Many of us grew up with community centers, block parties, church basements, and shared rituals that grounded us. The year 2020 accelerated technology but wiped out much of the physical culture of community that once sustained us. What remains is isolation masked as connection.

During our conversation, I reflected on the deep respect I have for the work Damon and Bella did on the streets during the George Floyd movement and long before dating back to Mike Brown, Sandra Bland, Eric Garner and countless others that lost life to the hands of those meant to protect us. I also took time to honor Kristiana Colon for her brave, trailblazing activism and the powerful sit outs she and Damon organized. Those moments were not symbolic. They were intentional, disruptive, and carried real risk.

What stood out most was how both Damon and Bella are evolving their activism now. Not retreating, but expanding.

Both have turned toward creative expression as a way to spread their message beyond protest lines and into broader spaces, without placing their bodies directly in harm’s way. It is activism that travels.

Damon is focused on collaboration with other creatives through Respair Media, while continuing the work of Let Us Breathe Collective and the Black Voters Project Chicago. Alongside that work, he is stepping fully into a new chapter in music. Bella continues to sharpen her voice through her writing in The Revolutionary Column with The Triibe, a platform she launched in response to the January 6 events and has sustained for six years as a commitment to truth telling. Most recently, her voice has extended into conversation with Chicago’s newest mayor and into music with her new song Too Blessed, where her poetic and literary skill meets rhythm and resistance.

Source data
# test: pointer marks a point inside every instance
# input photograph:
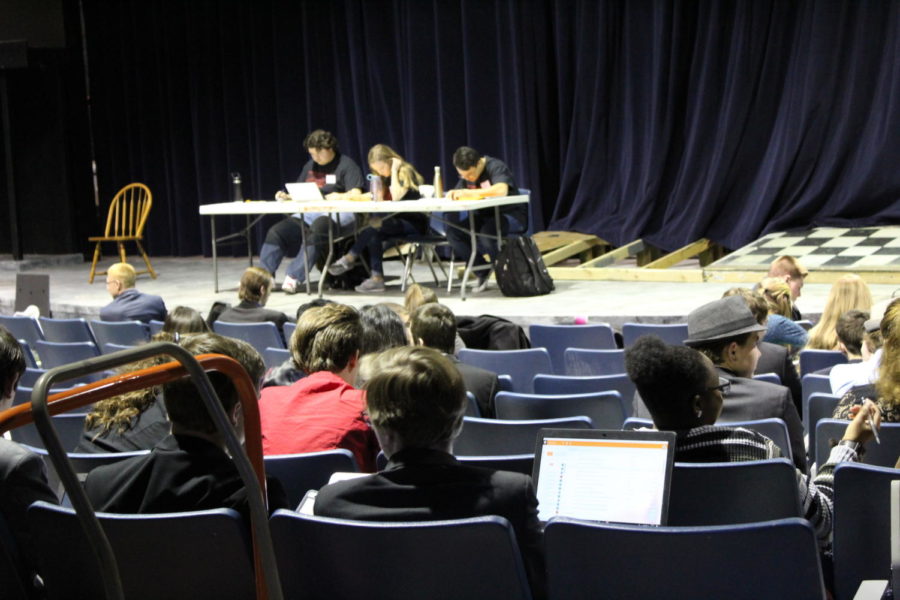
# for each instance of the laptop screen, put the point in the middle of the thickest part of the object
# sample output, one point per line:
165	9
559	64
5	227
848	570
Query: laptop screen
596	475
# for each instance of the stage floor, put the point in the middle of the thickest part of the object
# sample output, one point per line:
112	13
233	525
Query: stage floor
188	281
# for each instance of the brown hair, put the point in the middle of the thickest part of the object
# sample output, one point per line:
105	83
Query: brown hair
326	338
254	279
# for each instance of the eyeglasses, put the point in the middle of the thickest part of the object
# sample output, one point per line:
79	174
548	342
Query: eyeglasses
724	386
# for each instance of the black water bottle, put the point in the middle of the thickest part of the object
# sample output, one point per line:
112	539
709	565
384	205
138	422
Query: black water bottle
236	193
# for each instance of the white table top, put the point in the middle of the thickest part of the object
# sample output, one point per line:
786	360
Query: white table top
260	207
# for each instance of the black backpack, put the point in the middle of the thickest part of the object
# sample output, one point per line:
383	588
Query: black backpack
520	270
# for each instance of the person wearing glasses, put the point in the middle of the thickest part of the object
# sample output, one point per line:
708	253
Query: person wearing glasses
692	408
727	333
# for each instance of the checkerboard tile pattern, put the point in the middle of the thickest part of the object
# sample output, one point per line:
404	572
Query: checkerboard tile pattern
823	248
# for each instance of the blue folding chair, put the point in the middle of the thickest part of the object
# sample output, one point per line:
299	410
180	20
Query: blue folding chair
604	409
517	463
259	335
729	493
564	384
203	554
814	360
23	328
320	557
594	362
66	330
300	473
720	561
818	407
674	334
862	525
275	356
768	377
57	354
521	365
122	333
495	437
557	338
884	454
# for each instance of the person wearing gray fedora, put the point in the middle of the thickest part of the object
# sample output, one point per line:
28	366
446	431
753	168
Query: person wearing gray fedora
727	332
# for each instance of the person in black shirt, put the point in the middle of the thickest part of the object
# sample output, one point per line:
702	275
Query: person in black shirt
338	177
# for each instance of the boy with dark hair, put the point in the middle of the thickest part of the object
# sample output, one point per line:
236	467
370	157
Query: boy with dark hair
189	469
322	411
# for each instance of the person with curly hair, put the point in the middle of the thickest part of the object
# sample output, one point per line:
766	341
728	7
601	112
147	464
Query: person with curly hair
885	391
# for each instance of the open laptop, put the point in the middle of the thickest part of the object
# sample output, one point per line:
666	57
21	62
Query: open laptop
598	475
304	192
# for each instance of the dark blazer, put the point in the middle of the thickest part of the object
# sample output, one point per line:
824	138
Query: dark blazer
776	359
481	382
429	485
182	473
251	312
23	480
132	305
749	400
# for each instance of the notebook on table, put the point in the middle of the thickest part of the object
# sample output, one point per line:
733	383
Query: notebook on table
599	475
304	192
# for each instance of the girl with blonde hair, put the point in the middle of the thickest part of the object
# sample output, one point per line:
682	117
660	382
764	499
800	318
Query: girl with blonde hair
399	181
848	293
780	329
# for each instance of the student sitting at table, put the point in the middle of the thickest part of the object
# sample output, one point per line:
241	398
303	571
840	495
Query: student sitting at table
482	177
400	181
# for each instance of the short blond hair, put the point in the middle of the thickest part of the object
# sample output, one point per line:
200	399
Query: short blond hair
123	273
787	265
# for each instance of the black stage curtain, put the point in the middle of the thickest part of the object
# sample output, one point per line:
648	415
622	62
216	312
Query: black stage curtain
669	121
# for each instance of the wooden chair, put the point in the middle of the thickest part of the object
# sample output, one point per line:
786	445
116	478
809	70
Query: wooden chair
125	222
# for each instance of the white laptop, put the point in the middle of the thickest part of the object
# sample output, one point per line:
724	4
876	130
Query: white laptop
304	192
597	475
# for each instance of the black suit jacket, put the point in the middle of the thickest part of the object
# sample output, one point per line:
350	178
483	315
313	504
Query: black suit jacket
749	400
428	485
776	359
481	382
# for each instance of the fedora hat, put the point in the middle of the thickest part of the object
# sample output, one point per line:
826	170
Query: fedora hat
719	320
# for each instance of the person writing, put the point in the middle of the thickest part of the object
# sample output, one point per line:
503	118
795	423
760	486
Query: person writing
399	181
338	178
482	177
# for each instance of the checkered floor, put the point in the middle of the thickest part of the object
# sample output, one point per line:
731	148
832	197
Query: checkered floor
823	248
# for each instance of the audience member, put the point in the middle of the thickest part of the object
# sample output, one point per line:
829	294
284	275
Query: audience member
338	178
772	357
382	328
416	400
789	269
189	469
848	293
253	292
843	377
323	410
780	329
482	177
416	296
399	181
885	391
137	420
726	332
692	407
434	325
128	303
23	476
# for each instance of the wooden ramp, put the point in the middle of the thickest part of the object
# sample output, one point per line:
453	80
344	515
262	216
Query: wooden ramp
829	253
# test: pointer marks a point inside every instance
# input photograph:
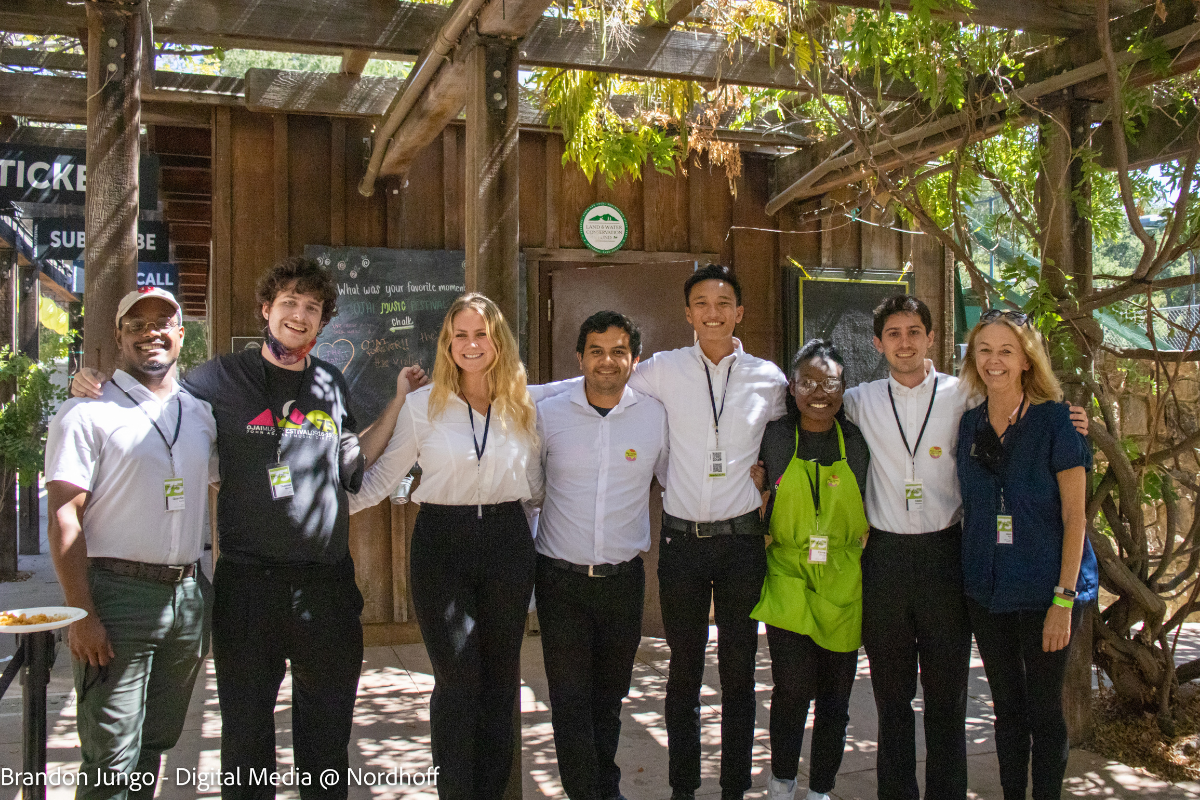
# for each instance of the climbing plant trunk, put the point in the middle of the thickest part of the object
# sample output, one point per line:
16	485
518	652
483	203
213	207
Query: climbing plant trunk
114	122
7	523
1066	269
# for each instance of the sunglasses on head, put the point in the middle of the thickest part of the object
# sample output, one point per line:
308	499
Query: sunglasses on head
1014	317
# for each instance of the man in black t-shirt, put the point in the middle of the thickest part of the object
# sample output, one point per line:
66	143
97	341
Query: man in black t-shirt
285	590
285	579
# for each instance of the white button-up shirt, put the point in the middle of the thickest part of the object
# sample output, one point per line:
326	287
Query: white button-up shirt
868	407
598	475
450	473
109	447
755	397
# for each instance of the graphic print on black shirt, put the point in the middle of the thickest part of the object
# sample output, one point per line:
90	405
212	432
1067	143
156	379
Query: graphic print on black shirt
255	426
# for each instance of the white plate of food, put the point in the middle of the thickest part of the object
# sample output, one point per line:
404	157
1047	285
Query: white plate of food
46	618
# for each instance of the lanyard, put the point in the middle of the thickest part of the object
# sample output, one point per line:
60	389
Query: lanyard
267	379
487	423
179	420
916	445
479	452
1012	423
712	397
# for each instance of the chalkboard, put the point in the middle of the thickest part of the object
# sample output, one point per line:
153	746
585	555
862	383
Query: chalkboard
843	311
390	308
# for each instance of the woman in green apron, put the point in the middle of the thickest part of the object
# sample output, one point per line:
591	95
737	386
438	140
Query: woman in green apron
815	464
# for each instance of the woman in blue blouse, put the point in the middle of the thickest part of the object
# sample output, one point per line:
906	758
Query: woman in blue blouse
1027	565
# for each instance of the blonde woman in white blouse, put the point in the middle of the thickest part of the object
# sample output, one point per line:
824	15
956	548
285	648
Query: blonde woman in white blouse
474	432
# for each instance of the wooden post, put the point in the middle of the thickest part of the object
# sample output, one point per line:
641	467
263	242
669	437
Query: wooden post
7	479
114	120
492	175
1068	254
27	342
492	214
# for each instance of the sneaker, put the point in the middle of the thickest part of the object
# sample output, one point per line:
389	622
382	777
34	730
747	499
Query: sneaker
779	789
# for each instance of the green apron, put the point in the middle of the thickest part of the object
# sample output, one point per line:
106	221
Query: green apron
822	601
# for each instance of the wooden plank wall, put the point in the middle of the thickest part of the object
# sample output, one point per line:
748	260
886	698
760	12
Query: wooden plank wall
285	181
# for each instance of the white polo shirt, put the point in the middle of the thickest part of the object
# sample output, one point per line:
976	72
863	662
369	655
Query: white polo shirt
755	397
109	447
450	471
869	407
598	475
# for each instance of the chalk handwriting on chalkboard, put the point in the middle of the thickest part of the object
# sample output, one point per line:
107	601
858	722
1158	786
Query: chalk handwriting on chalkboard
389	313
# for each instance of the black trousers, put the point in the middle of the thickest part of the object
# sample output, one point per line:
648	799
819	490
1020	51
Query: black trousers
804	672
472	579
915	618
1026	695
591	629
263	620
724	572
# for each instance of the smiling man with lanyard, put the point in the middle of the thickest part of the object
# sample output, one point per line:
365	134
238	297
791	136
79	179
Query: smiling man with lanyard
915	617
601	445
719	400
285	589
127	488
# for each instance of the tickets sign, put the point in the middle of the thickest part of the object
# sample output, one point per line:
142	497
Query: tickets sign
40	174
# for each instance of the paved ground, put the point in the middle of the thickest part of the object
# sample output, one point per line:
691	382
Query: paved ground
391	733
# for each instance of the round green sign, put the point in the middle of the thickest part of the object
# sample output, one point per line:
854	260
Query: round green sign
604	228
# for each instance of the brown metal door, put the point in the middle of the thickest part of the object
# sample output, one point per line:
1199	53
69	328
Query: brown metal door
651	295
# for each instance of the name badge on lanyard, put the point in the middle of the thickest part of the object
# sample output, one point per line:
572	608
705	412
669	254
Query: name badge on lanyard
819	549
173	489
915	494
280	475
714	461
1003	523
281	481
913	487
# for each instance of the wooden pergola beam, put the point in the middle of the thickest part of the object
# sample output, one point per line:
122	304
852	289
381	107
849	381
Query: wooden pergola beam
672	12
1036	16
65	100
654	52
1163	138
354	61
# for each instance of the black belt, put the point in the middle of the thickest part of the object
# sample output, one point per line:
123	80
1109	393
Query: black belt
471	511
748	524
595	570
953	530
156	572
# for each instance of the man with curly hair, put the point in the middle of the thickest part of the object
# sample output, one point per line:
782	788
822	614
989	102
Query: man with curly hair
285	590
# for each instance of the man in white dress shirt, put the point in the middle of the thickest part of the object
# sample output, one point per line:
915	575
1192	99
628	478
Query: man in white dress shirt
601	444
127	480
913	608
719	400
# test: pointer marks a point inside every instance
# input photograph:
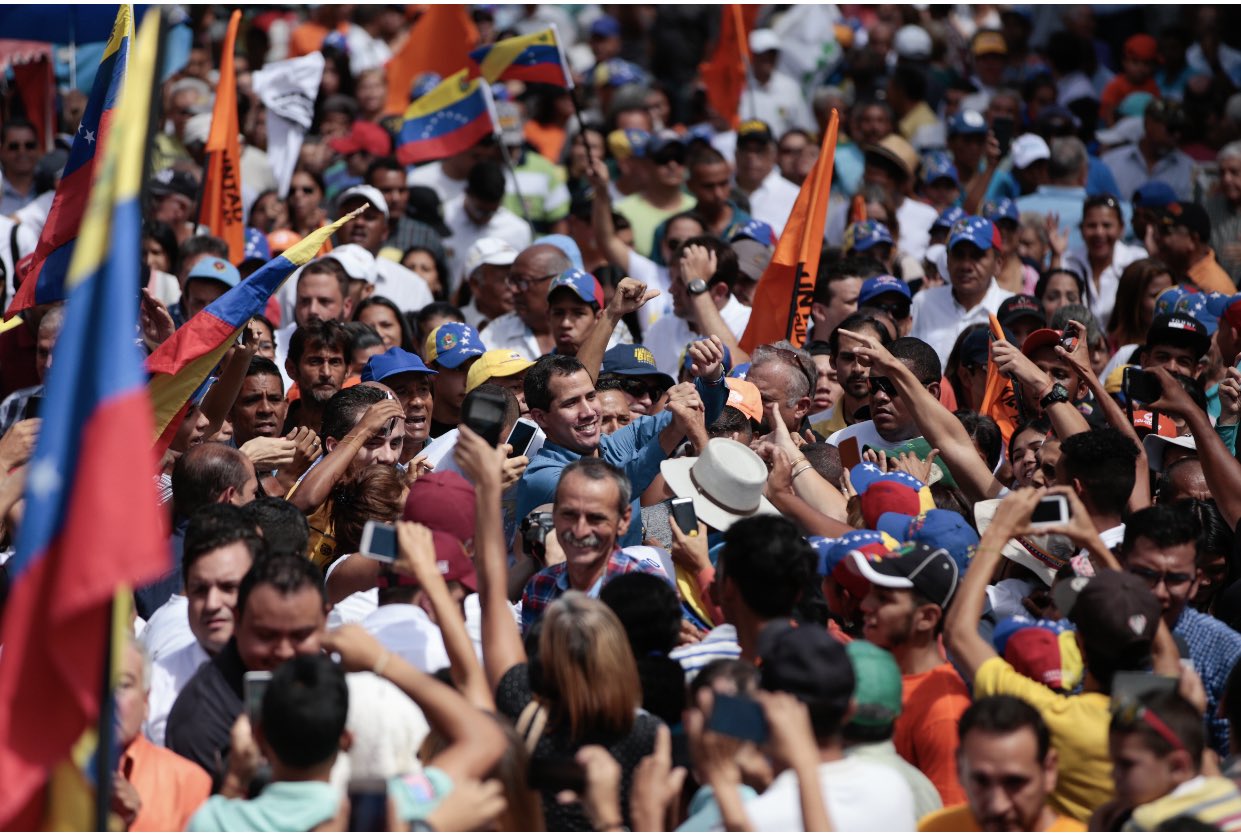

• **Exercises**
• 1. Repeat word for word the part of the activism piece that begins at the words "Many of us grew" and ends after "masked as connection.".
• 2. Go on with the piece about Damon and Bella's activism, starting right after its last sentence.

• **The answers**
• 1.
Many of us grew up with community centers, block parties, church basements, and shared rituals that grounded us. The year 2020 accelerated technology but wiped out much of the physical culture of community that once sustained us. What remains is isolation masked as connection.

• 2.
This is what modern day activism looks like. It is layered. It is strategic. It is creative. And it is dangerous.

As we reflect on Dr. King’s legacy, we must resist the urge to freeze activism in black and white photographs. The work is still alive. The risks are real. And the voices rising now are not disengaged, entitled, or confused. They are navigating a terrain far more complex than many of us ever had to imagine.

The question is not whether they are doing enough.
The question is whether we are listening closely enough to understand the cost.

See the full interview on the Chicago Defender Youtube Channel and spread the word for others to watch!

For more on Damon A. Williams (@Damon_Af)

http://Respairmedia.com 

http://Letusbreathecollective.com

http://www.youtube.com/@damona.williams5359

Socials:

@respairmedia

@letusbreathe773

@blackvoterprojectchi

For more on Bella Bahhs (@bellabahhs)

https://thetriibe.com/2025/11/the-revolutionary-column-racist-police-violence-is-always-the-common-denominator

https://thetriibe.com/2025/11/the-revolutionary-column-racist-police-violence-is-always-the-common-denominator

Too Blessed Song

https://unitedmasters.com/m/too-blessed-3

For more on Coach Mo: Monique Roberson

(@coachmoroberson)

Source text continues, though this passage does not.